#### Page:
AK 100: 25 Films by Akira Kurosawa
Akira Kurosawa
par Mathieu Li-Goyette
Dans leurs autobiographies, leurs entrevues, plusieurs auteurs lui ont rendu hommage. Bergman disait que son film La source n’était qu’une imitation aberrante, touristique d’une oeuvre de Kurosawa. Spielberg répète qu’il était le Shakespeare de notre temps. Scorsese affirma que son influence sur les cinéastes de par le monde était incomparable, si profonde. Fellini dit que s’il n’avait vu que Les sept samouraïs, l’expérience lui aurait été suffisante pour dire que « l’empereur » était le plus grand exemple de ce qu’un auteur de cinéma devrait être. Maintenant, à nous de revenir sur les éloges.
Ce qu’on a dit de Kurosawa en dit long sur le respect que le cinéaste japonais le plus connu du dernier siècle impose. Encore aujourd’hui, à quelques jours de son 100e anniversaire, « l’empereur » parce qu’il était exigeant sur les plateaux lègue à une toute nouvelle génération de cinéphiles la force évocatrice de ses images. À l’occasion de cet anniversaire, Janus Films et la collection Criterion ont eu la bonne idée d’éditer un coffret gargantuesque en décembre dernier. 25 films, un livre et un coût tout aussi ambitieux que le produit (aux alentours de 300$… c’est un gros cadeau).
Bien entendu, il serait impossible, voire débilitant de passer en revue ces 25 oeuvres. Allant de sa toute première, La légende du grand judo (1943) jusqu’à sa dernière, Madadayo (1993), il ne manque à cet attirail de disques que 5 films. Les droits pour Le duel silencieux, Derzou Ouzala, Ran, Rêves, Rhapsodie en août étant éparpillés chez Kino, Studio Canal, Warner et MGM, il ne restait au distributeur américain qu’à restaurer et vendre ce qui figure comme parmi les plus belles éditions DVD jamais présentées en Amérique en Nord.
Mais à ce prix, le cinéphile est aussi en droit d’exiger le meilleur de ce que le marché peut offrir. Il y a 2 ans, Wild Side offrait en France un coffret de Kurosawa contenant 10 de ses plus beaux films en plus d’une réédition de l’autobiographie de l’auteur. Ici, ce que l’on aurait pu espérer, ce sont des suppléments à ces disques. Une omission de la sorte, pour une compagnie de la trempe de Criterion, est des plus difficiles à avaler étant donné que nous savons qu’il existe bel et bien du matériel documentaire afférant à ces films. Par exemple, le merveilleux documentaire A.K. (1985) signé Chris Marker, ou le Kurosawa d’Adam Low (2001), brillent par leurs absences alors qu’ils sont des films accompagnateurs essentiels à l’amateur vorace. C’est une question de droits direz-vous, mais Criterion nous a habitué à plus d’une prouesse en la matière.

#### Consigne:
Recopiez sans rien changer, dans la critique du coffret Kurosawa, tout le passage qui va de « AK 100: 25 Films » jusqu'à « sur les éloges. » inclus.

#### Entrées d'annotation de coordonnées:

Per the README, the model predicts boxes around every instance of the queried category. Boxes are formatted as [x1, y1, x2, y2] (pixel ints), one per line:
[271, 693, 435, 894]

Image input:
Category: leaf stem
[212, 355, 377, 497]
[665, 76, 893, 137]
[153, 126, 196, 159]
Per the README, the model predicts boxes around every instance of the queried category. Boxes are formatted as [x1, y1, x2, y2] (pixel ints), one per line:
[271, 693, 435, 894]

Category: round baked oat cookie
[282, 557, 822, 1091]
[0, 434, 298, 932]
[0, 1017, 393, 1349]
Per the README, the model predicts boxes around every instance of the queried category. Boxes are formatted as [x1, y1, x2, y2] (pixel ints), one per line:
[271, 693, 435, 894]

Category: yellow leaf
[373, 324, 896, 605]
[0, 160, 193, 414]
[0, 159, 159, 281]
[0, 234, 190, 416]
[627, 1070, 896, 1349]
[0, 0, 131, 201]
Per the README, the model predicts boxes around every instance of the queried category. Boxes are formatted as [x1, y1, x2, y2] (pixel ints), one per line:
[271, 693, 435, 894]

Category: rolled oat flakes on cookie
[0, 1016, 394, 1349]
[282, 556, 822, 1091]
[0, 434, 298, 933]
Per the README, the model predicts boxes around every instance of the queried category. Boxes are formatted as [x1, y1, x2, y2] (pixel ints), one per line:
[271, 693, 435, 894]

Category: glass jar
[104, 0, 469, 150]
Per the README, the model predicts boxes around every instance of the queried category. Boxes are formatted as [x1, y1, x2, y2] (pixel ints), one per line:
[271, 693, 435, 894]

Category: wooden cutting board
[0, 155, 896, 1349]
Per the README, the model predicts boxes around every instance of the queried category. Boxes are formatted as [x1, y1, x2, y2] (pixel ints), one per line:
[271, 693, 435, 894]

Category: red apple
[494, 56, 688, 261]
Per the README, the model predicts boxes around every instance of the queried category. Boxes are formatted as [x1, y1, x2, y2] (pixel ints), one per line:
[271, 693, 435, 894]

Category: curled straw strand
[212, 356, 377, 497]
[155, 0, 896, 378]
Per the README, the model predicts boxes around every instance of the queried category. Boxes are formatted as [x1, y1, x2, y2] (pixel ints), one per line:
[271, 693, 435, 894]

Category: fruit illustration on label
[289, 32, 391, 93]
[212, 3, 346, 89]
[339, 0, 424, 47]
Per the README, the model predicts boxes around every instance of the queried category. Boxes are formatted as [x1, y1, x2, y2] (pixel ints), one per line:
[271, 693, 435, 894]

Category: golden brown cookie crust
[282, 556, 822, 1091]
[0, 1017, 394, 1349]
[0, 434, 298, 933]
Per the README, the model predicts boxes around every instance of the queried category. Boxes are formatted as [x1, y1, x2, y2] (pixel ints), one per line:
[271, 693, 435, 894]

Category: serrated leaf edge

#### Corrigé:
AK 100: 25 Films by Akira Kurosawa
Akira Kurosawa
par Mathieu Li-Goyette
Dans leurs autobiographies, leurs entrevues, plusieurs auteurs lui ont rendu hommage. Bergman disait que son film La source n’était qu’une imitation aberrante, touristique d’une oeuvre de Kurosawa. Spielberg répète qu’il était le Shakespeare de notre temps. Scorsese affirma que son influence sur les cinéastes de par le monde était incomparable, si profonde. Fellini dit que s’il n’avait vu que Les sept samouraïs, l’expérience lui aurait été suffisante pour dire que « l’empereur » était le plus grand exemple de ce qu’un auteur de cinéma devrait être. Maintenant, à nous de revenir sur les éloges.